**Goal of the exercise**
Leaving the pictures aside, transcribe every line below exactly.

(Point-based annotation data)

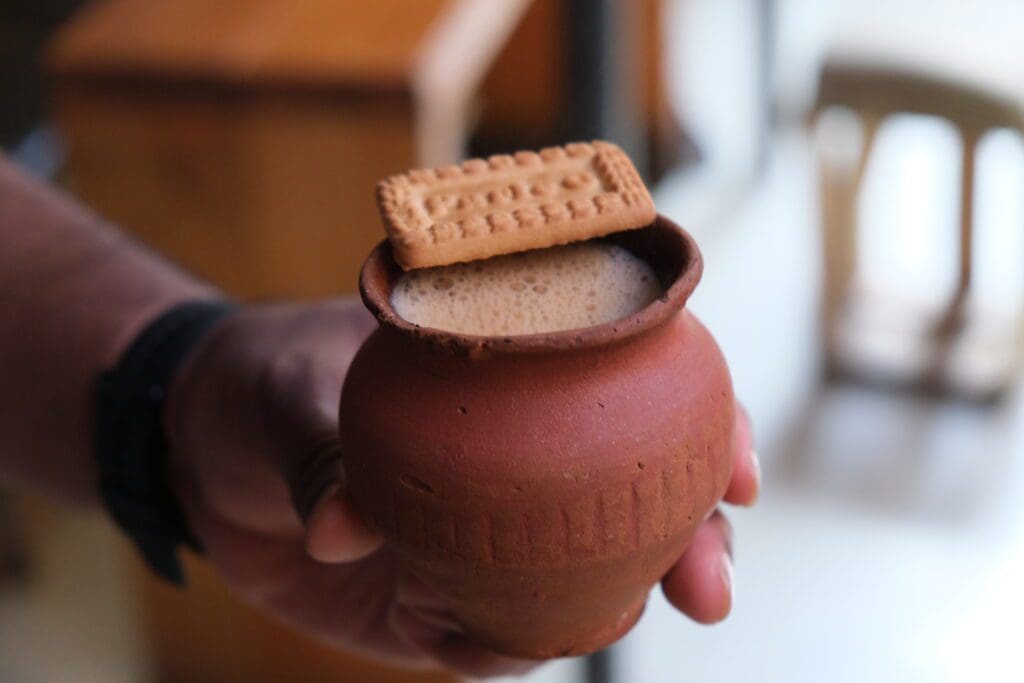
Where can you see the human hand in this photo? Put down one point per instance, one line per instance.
(252, 419)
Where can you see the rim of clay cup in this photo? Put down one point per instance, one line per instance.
(664, 245)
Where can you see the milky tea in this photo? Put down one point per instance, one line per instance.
(546, 290)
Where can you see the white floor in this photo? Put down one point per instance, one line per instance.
(889, 542)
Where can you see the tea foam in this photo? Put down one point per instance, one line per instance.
(547, 290)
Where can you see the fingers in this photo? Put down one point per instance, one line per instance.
(335, 532)
(426, 624)
(699, 585)
(745, 483)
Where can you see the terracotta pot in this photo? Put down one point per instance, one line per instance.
(542, 483)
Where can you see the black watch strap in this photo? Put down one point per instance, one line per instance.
(131, 445)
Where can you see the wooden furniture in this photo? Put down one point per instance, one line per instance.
(243, 138)
(961, 62)
(582, 69)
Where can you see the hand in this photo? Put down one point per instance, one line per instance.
(252, 419)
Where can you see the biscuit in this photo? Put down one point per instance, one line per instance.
(512, 203)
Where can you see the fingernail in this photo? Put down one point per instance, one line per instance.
(725, 570)
(757, 476)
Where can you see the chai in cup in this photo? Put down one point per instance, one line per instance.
(545, 290)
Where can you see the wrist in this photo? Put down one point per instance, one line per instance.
(131, 443)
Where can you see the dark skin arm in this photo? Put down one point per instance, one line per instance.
(251, 418)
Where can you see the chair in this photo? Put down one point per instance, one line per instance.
(955, 60)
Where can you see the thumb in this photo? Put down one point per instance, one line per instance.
(309, 452)
(334, 530)
(336, 534)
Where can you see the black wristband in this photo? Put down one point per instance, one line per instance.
(131, 445)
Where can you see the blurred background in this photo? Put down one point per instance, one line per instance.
(852, 170)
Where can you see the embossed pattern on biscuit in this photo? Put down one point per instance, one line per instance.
(512, 203)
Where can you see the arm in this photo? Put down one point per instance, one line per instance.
(73, 294)
(251, 418)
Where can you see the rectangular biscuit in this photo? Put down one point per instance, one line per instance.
(511, 203)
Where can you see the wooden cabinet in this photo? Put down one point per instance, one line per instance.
(243, 139)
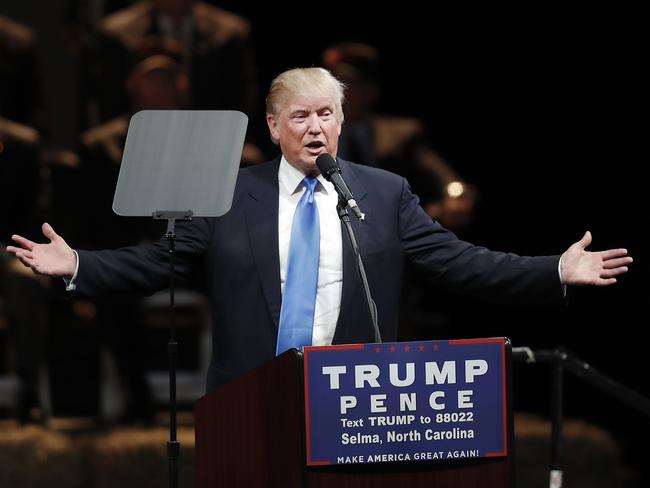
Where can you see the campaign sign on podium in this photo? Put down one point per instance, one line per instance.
(407, 401)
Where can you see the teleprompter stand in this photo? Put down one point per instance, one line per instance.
(184, 162)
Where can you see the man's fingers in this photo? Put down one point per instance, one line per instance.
(610, 273)
(613, 253)
(22, 242)
(616, 262)
(606, 282)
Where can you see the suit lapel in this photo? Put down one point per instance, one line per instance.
(262, 225)
(350, 276)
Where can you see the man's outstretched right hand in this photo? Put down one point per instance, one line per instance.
(53, 259)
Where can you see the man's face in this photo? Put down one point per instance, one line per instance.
(306, 128)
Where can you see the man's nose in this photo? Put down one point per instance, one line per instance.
(314, 123)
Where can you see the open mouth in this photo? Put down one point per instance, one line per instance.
(315, 145)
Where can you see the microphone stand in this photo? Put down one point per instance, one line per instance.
(342, 210)
(173, 445)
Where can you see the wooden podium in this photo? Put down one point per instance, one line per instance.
(251, 433)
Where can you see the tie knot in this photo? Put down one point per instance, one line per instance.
(310, 185)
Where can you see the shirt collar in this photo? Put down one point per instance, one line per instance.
(290, 179)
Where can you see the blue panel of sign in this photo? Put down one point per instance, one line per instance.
(408, 401)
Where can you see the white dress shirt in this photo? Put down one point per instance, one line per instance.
(330, 264)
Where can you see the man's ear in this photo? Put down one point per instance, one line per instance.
(273, 127)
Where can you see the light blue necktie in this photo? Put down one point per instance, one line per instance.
(299, 298)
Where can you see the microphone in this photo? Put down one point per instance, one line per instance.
(330, 170)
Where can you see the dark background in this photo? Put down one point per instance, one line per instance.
(544, 108)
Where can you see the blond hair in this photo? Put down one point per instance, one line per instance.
(304, 81)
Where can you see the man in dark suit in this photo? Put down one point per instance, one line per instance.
(247, 254)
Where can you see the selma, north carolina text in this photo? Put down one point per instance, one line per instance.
(369, 374)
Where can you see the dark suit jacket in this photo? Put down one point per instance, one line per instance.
(239, 255)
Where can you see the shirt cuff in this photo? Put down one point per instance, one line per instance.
(559, 271)
(69, 283)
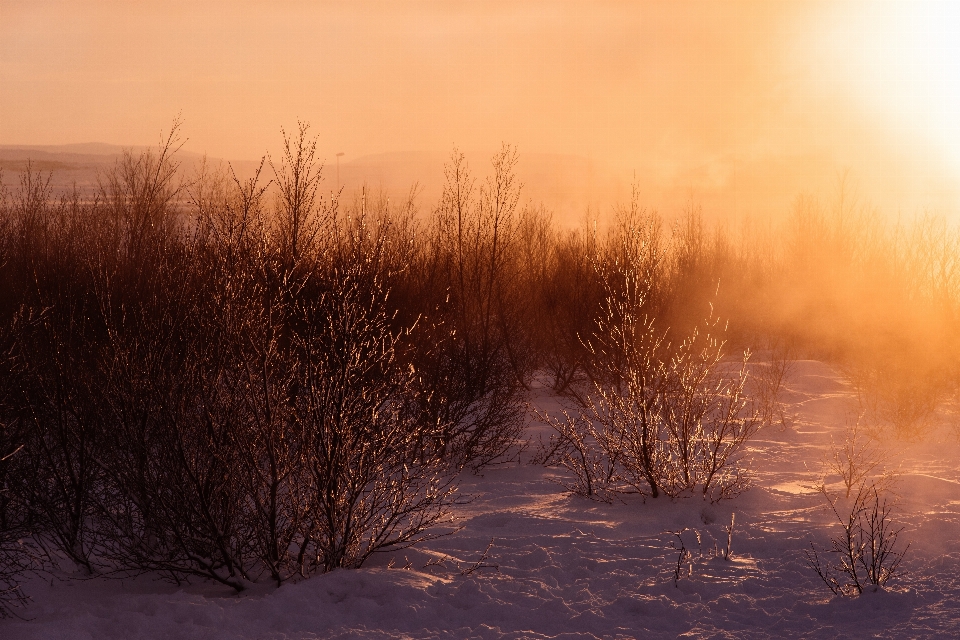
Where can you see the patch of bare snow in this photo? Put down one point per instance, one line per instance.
(567, 567)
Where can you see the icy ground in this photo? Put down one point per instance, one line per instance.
(572, 568)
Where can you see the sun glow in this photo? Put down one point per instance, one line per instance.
(901, 61)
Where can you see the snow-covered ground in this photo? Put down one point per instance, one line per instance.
(567, 567)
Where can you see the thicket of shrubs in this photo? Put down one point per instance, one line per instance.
(240, 380)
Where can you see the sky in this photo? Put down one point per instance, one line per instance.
(743, 105)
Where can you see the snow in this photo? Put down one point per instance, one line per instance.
(567, 567)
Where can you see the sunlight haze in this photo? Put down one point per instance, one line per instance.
(739, 106)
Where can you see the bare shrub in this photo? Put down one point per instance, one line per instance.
(477, 373)
(575, 446)
(856, 459)
(768, 380)
(659, 418)
(902, 396)
(14, 518)
(377, 480)
(866, 554)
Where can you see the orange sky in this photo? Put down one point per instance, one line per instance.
(741, 105)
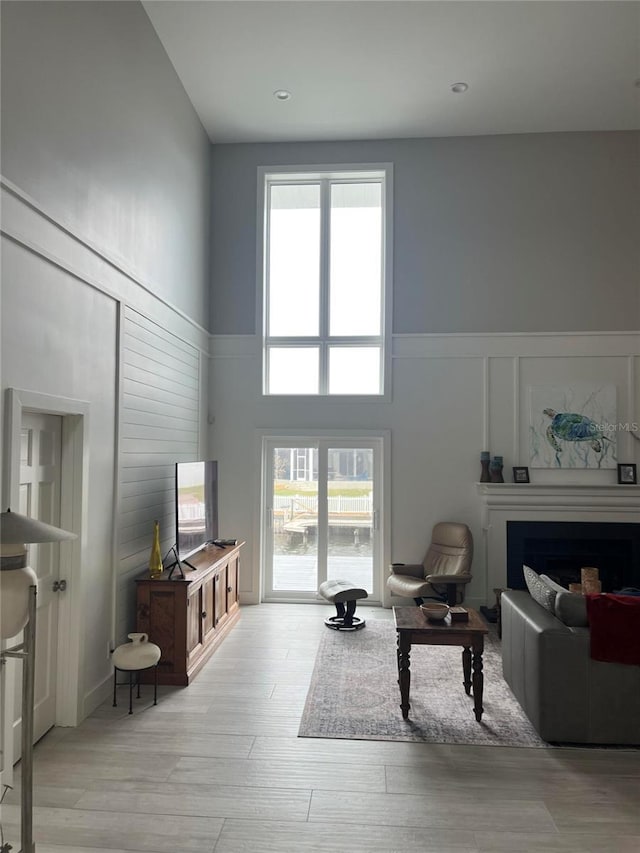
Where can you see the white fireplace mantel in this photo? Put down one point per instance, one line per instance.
(565, 497)
(503, 502)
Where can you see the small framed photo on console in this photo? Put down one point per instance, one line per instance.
(627, 473)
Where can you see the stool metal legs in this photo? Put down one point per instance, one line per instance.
(137, 674)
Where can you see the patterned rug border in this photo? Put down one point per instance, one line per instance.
(354, 694)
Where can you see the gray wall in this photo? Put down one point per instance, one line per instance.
(99, 133)
(97, 128)
(536, 232)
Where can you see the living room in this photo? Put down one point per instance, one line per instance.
(127, 230)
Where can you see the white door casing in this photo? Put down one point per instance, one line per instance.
(40, 489)
(74, 416)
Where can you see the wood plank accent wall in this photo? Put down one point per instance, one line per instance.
(159, 426)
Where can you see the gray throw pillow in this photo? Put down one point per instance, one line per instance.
(571, 608)
(539, 590)
(556, 586)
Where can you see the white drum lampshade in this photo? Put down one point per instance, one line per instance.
(16, 532)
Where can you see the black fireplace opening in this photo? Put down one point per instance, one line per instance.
(560, 549)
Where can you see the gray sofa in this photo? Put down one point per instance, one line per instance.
(568, 697)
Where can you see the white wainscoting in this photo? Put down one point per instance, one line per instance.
(91, 328)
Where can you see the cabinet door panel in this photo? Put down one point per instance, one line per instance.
(194, 622)
(220, 596)
(208, 607)
(232, 582)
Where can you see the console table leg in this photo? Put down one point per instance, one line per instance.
(478, 683)
(404, 674)
(466, 668)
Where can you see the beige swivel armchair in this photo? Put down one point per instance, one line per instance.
(445, 570)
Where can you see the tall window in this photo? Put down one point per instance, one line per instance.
(324, 282)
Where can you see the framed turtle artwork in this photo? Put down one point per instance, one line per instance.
(573, 427)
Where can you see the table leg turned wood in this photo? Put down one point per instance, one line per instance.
(466, 668)
(404, 675)
(478, 680)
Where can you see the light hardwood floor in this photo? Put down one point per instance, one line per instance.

**Answer to the exercise**
Where can you see the human hand in this photo? Put down one point per instance, one line per instance.
(252, 419)
Where can you see the rim of clay cup in this photo? Put down one point per instance, one line per instance.
(664, 245)
Where can you see the milky tea in this photo? Put down one point per instance, one line per instance.
(546, 290)
Where can you see the white floor in this photo? Put down one point per instance, one line per instance.
(889, 542)
Where can you see the tea foam in this photo? Put down one point per instance, one line per instance.
(547, 290)
Where can you see the fingers in this photo? Put down one point per instance, one line per instance.
(335, 532)
(426, 624)
(699, 585)
(745, 483)
Where can you see the terracotta pot in this photo? Put down one point per instance, one line per instance.
(542, 483)
Where can you see the black watch strap in this photo? Put down one point per instance, one line per instance.
(131, 445)
Where can you see the wooden furniture in this photo? Put down one point per instance, one line per instance.
(243, 138)
(961, 62)
(582, 69)
Where can you see the hand in this photo? Put down one point per instance, one line per instance.
(252, 419)
Where can you see the biscuit in this photo? Put down one point per instance, one line per instance.
(512, 203)
Where can you see the fingernail in this photo? Put down one point per instance, one line per instance.
(725, 570)
(757, 476)
Where can you see the chai in cup in this photo? Put down one point per instance, one line per instance.
(545, 290)
Where can you see the wrist in this photo? Put down one point per instance, one line per instance.
(131, 443)
Where can you see the dark skin arm in this photo? Put down one point per instance, one line per instance.
(251, 418)
Where can you see the chair in this photo? Put down one point per instance, one line per instance.
(955, 60)
Where can you see the thumb in this photo? Put down one point per instance, one line per instance.
(309, 452)
(334, 530)
(336, 534)
Where can you see the black wristband in this photo? Put down one point per instance, one line per instance.
(131, 445)
Where can you see the blurred background in this photo? Put down one point per instance, one line per instance.
(852, 170)
Where can you see the embossed pattern on biscuit in this photo? Put down one point per instance, one line per instance.
(512, 203)
Where can you see the arm in this photo? Put down one point per instance, one line per instance.
(73, 294)
(251, 418)
Where can you see the rectangular biscuit in this photo? Put down one point per instance, one line per instance.
(511, 203)
Where can you see the wooden cabinet in this photo? Put down one point per instance, one line per instance.
(243, 139)
Where can you see the campaign sign on podium in this photo? Put down one point per instance, one line per instance.
(407, 401)
Where can you see the teleprompter stand in this photo? Put down one point per instance, one line per instance.
(184, 162)
Where can you see the man's fingers in this photo? Put down one point per instance, one line per instance.
(610, 273)
(613, 253)
(22, 242)
(616, 262)
(606, 282)
Where can you see the suit lapel in this photo? Put down one point per instance, one line per instance.
(262, 225)
(350, 276)
Where can you see the man's outstretched right hand in this photo? Put down one point per instance, one line per instance.
(53, 259)
Where can you see the man's face in this photo? Put down one point per instance, one line per instance.
(306, 128)
Where can you see the man's nose in this photo? Put down one point per instance, one line per instance.
(314, 123)
Where can you see the open mouth in this photo? Put down one point per instance, one line per instance.
(315, 145)
Where can you see the microphone stand in this photo? Put down one point per instance, one line per instance.
(342, 210)
(173, 445)
Where can you see the wooden podium in this photo? Put down one point per instance, one line per instance.
(251, 433)
Where can you see the tie knot in this photo? Put down one point per instance, one line per instance.
(310, 185)
Where can you see the shirt collar in this photo? Put down one point per instance, one line per instance.
(290, 179)
Where can you see the blue panel of sign in this photo? Put down one point per instance, one line per instance.
(408, 401)
Where can you see the white dress shirt in this photo? Put down one point per instance, one line per instance.
(330, 264)
Where can you see the man's ear in this photo? Put down one point per instance, one line per instance.
(273, 127)
Where can you see the light blue necktie in this photo? Put down one point per instance, one line per instance.
(299, 298)
Where can you see the microphone in this photo? Put down one point per instance, one line per instance.
(330, 170)
Where can you see the dark background in this photo? Put down one point per instance, one line per instance.
(544, 108)
Where can you see the blond hair in this photo? Put down one point per instance, one line per instance.
(304, 81)
Where can you see the man in dark suit in this photo? Put down one point per instance, one line per instance.
(247, 254)
Where can you see the selma, north carolina text in this photo? Put down one point per instance, one line per instance.
(369, 374)
Where can you see the dark suit jacket in this photo? Put down one point per instance, one line per instance.
(239, 255)
Where can you see the shirt cuff in this photo? Put down one point per instance, one line per instance.
(559, 271)
(69, 283)
Where can you see the patch of bare snow in this photo? Put down one point per instance, one line per instance.
(567, 567)
Where can you see the icy ground in this photo? Put down one point per instance, one line per instance.
(572, 568)
Where can you see the sun glow in this photo? Put down one point per instance, one line per instance.
(901, 61)
Where can you see the snow-covered ground in this photo? Put down one point per instance, one line per instance.
(567, 567)
Where can you see the thicket of shrubs in this photo? Put down one point per instance, one line per instance.
(240, 380)
Where can you see the sky in this photo? Put down one point per instance, one line per instance.
(743, 105)
Where can you see the snow in this photo? Put down one point per instance, one line per instance.
(567, 567)
Where can you see the sunlight haze in this photo? Put down one point per instance, one line per instance.
(739, 106)
Where can you see the bare shrub in this photo? Put down one point per instance, one line per instance.
(477, 373)
(575, 446)
(856, 459)
(768, 380)
(659, 418)
(902, 396)
(14, 518)
(377, 480)
(866, 554)
Where can you see the orange sky in this photo? Put down one point per instance, one line per instance.
(741, 105)
Where can you see the white fireplace mantel in this photo? Put down one point per instance, one line per instance.
(565, 497)
(503, 502)
Where can you see the small framed photo on console in this photo? Put down one point per instance, one line per instance.
(627, 473)
Where can you see the stool metal legs in this photo? Put down one point per instance, one line per instance.
(137, 674)
Where can you see the patterned rug border in this photo? Put down one point per instance, one line per instance.
(354, 694)
Where can you see the gray wall in this photo? Put down one point per instance, one line per instance.
(99, 133)
(97, 128)
(536, 232)
Where can you see the living room in this photo? Put down one point per instance, one line per instance.
(127, 230)
Where can you see the white door casing in this photo? Put down one point per instance, one line per instance.
(40, 489)
(74, 416)
Where can you see the wood plank accent wall in this photo? Put down one point per instance, one line per instance.
(159, 426)
Where can you see the gray throw pillow in this photo? Put down one point per instance, one line per instance.
(571, 608)
(539, 590)
(556, 586)
Where can you see the white drum lampshade in this photo? Put down one point per instance, one line per instance.
(16, 532)
Where can you see the black fireplace opening in this photo? Put down one point per instance, one line per instance.
(560, 549)
Where can you see the gray sofa in this photo? Put down one point per instance, one line per instance.
(568, 697)
Where can you see the white wainscoting in this photo? Put down one point per instance, one line per instance.
(91, 328)
Where can you see the cabinet door panel in this photo? Put down one point per instance, one line per instance.
(194, 622)
(220, 596)
(208, 607)
(232, 582)
Where can you see the console table leg in this photo? Put down one point per instance, one line per instance.
(478, 683)
(404, 674)
(466, 668)
Where can you see the beige swivel armchair in this photo? Put down one point per instance, one line per instance.
(445, 570)
Where can you see the tall window in this photo? Put down one point per instance, one line per instance.
(324, 282)
Where can you see the framed turtle artwork in this photo? Put down one point per instance, one line per instance.
(573, 427)
Where can you see the table leg turned wood in this photo? Put down one point per instance, one line per instance.
(466, 668)
(404, 675)
(478, 680)
Where can you see the light hardwood floor in this photo? Put down one point per instance, one line per instance.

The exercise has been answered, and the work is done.